#### [Short task a]
Gather every line of the listing that contains the string "straight", treating uppercase and lowercase letters as different.
------------------------------------------------------------
Catalysis research with synchrotron radiation

Synchrotron radiation sources are large-scale research facilities such as storage rings or free-electron lasers in which charged particles accelerated to almost the speed of light emit photons, intense light (synchrotron radiation).

Since 2018, the "CatAct" measurement line at the KIT synchrotron has allowed the combination of catalytic reactions for the production of hydrogen or CO2 reduction with operando X-ray absorption spectroscopy. Highlights were, for example, the production of synthetic fuels at 30 bar or CO2 methanation under dynamic conditions. Thus, the CatAct measuring line is already building a bridge to industry. The new catalysis research platform "CatLab" in Berlin-Adlershof, which HZB and the MPG have been jointly building and operating since December 2020, is also intended to serve this goal. Here, chemical conversion processes based on novel customised (chemo, electro and photo) catalysts are to be developed on an industrial scale.

Basic research on catalysis is currently bundled, for example, in the priority programme SPP2080 "Catalysts and reactors under dynamic operating conditions for energy storage and conversion", in which research is being conducted, among other things, on reactivating catalysts in quiescent phases and increasing the yield of the desired reaction products. Many groups in SPP2080 use synchrotron radiation, as does KIT's DFG Collaborative Research Centre "TrackAct - Tracking Active Centres in Heterogeneous Catalysts for Emission Control".

"Today, the chemical industry still uses almost entirely fossil raw materials for the production of chemical products. Converting this to renewable ones is a major challenge. Synchrotron radiation is a unique key to this, because it allows us to observe how the catalysts needed for this work - "operando" in technical jargon. Only in this way can materials be developed in a targeted and efficient manner and create a basis for computer-aided design," says Prof. Jan-Dierk Grunwaldt, KFS chairman and himself involved as a researcher at KIT in the conversion of wind and solar energy or biomass into chemical products.
------------------------------------------------------------
#### [Short task b]
Based on the catalysis research text, state whether each statement below agrees with it, answering yes or no and quoting the deciding words of the text: (i) Many groups in the SPP2080 programme use synchrotron radiation. (ii) HZB and the MPG have been building and operating CatLab since 2018. (iii) The chemical industry already relies mostly on renewable raw materials.

#### [Data for the task]
------------------------------------------------------------
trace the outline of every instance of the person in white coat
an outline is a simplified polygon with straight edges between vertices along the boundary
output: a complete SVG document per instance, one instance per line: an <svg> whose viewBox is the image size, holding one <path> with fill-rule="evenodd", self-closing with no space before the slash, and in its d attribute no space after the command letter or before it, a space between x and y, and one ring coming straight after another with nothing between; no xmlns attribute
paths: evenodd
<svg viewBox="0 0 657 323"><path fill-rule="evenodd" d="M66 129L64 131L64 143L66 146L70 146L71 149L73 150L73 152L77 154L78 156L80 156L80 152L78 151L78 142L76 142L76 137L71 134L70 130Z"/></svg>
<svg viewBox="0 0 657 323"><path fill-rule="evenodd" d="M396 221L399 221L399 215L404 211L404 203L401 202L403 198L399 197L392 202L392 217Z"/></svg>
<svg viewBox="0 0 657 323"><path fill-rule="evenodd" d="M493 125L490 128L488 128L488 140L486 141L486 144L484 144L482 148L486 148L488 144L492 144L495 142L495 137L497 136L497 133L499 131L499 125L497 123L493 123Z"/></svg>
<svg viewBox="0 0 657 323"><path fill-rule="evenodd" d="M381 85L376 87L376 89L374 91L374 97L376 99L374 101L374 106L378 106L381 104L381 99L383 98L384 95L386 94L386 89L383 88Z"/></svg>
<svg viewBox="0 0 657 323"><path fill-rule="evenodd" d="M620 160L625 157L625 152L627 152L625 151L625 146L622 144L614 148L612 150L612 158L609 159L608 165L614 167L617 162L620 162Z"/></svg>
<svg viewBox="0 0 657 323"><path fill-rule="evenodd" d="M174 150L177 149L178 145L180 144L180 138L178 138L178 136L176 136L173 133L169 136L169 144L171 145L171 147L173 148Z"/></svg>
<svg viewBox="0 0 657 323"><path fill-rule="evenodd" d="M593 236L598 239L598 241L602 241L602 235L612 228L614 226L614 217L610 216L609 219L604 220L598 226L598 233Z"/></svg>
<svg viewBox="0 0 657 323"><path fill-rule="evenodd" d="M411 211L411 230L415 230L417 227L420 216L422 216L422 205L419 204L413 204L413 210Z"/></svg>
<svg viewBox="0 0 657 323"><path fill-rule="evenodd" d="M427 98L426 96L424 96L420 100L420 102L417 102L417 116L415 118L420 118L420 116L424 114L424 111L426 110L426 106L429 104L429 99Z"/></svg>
------------------------------------------------------------
#### [Expected output a]
an outline is a simplified polygon with straight edges between vertices along the boundary
output: a complete SVG document per instance, one instance per line: an <svg> whose viewBox is the image size, holding one <path> with fill-rule="evenodd", self-closing with no space before the slash, and in its d attribute no space after the command letter or before it, a space between x and y, and one ring coming straight after another with nothing between; no xmlns attribute

#### [Expected output b]
(i) Yes: "Many groups in SPP2080 use synchrotron radiation"
(ii) No: "which HZB and the MPG have been jointly building and operating since December 2020"
(iii) No: "Today, the chemical industry still uses almost entirely fossil raw materials for the production of chemical products."